Jonathan Monroe Craig (born March 26, 1986) is a Canadian-American singer and songwriter, best known as the former lead vocalist of bands Dance Gavin Dance, Emarosa, Rain City Drive (previously known as Slaves), as well as the co-lead vocalist of the short-lived supergroup Isles & Glaciers. As a solo artist, he has released two studio albums, two EPs and a live album to date, and his distinct type of soul-based singing has earned him considerable acclaim.

Early life
Jonathan Monroe Craig was born in Minot, North Dakota. In a further interview with the music blog Eat Yo Beats, Jonny said "my mom made me listen to tons of shit when I was kid, everything from Michael Bolton to some weird ass Christian rock bands" and also that it was this that became his main influence, rather than gospel music. Craig cites some of his early idols as Boyz II Men and New Found Glory.

He was put into the school choir as a default elective but was ultimately kicked out. As a child, he says that he "had a hard time keeping out of trouble" and that "high school wasn't for him." He would explain later that that was the reason he left high school and attained his G.E.D, then focused on music full-time. "I just wanted an escape from a lot of the things when I was a child I guess. I just wanted to get away from a lot of the problems that I was dealing with at home and stuff", Craig states in an interview with KLSU radio as his reason for starting his path in music.

Music career

Beginnings as a musician (2000–2007)

● DATA:
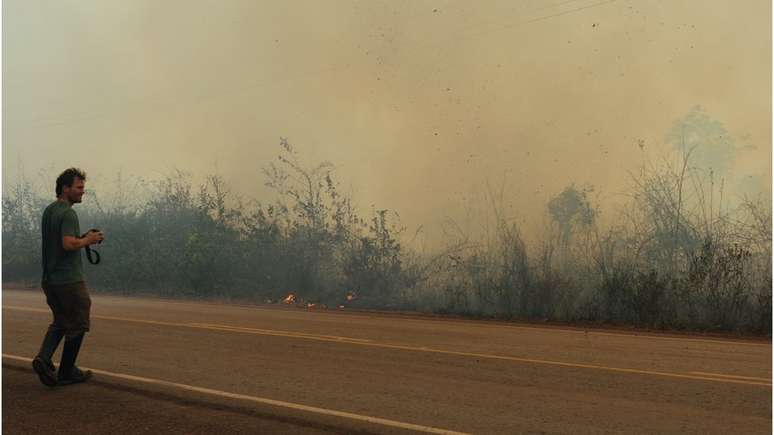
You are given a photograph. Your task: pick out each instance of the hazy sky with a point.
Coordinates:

● REQUEST 1: Set down the part of the Jonathan Craig profile starting with "He was put into" and going on through "a musician (2000–2007)", word for word.
● REQUEST 2: Based on the Jonathan Craig profile, answer yes or no to each statement and quote the words that decide it: (a) Craig was born in Minot, North Dakota. (b) Craig finished high school before turning to music full-time. (c) Craig names gospel music as his main influence.
● REQUEST 3: Please translate this sentence from the Jonathan Craig profile into Spanish: "Craig cites some of his early idols as Boyz II Men and New Found Glory."
The data above is material apart from the Jonathan Craig profile.

● TASK RESPONSE 1:
He was put into the school choir as a default elective but was ultimately kicked out. As a child, he says that he "had a hard time keeping out of trouble" and that "high school wasn't for him." He would explain later that that was the reason he left high school and attained his G.E.D, then focused on music full-time. "I just wanted an escape from a lot of the things when I was a child I guess. I just wanted to get away from a lot of the problems that I was dealing with at home and stuff", Craig states in an interview with KLSU radio as his reason for starting his path in music.

Music career

Beginnings as a musician (2000–2007)

● TASK RESPONSE 2:
(a) Yes: "Jonathan Monroe Craig was born in Minot, North Dakota."
(b) No: "he left high school and attained his G.E.D, then focused on music full-time."
(c) No: "it was this that became his main influence, rather than gospel music."

● TASK RESPONSE 3: Craig cita como algunos de sus primeros ídolos a Boyz II Men y New Found Glory.